Records supplied:
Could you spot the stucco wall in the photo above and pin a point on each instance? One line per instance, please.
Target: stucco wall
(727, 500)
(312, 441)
---
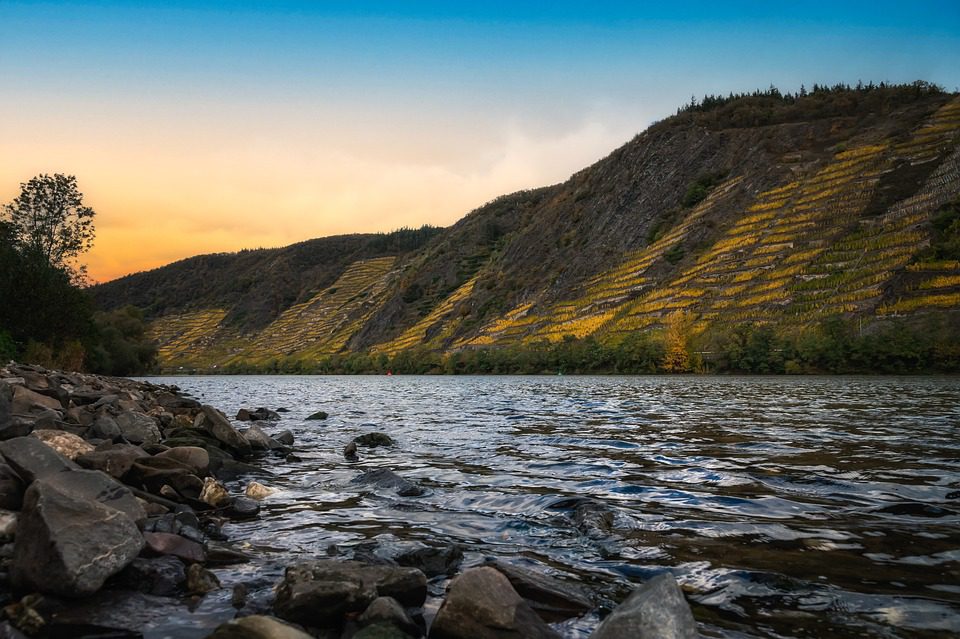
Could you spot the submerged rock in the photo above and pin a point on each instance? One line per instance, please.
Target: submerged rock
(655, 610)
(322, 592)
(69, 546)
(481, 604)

Given request: Which lines in the records above contain the string "wall"? Copy each of those lines, treating uppercase and lowercase as different.

Exercise response:
Could you spot the stucco wall in the photo above and pin a point on each instance? One line per instance, please.
Target: stucco wall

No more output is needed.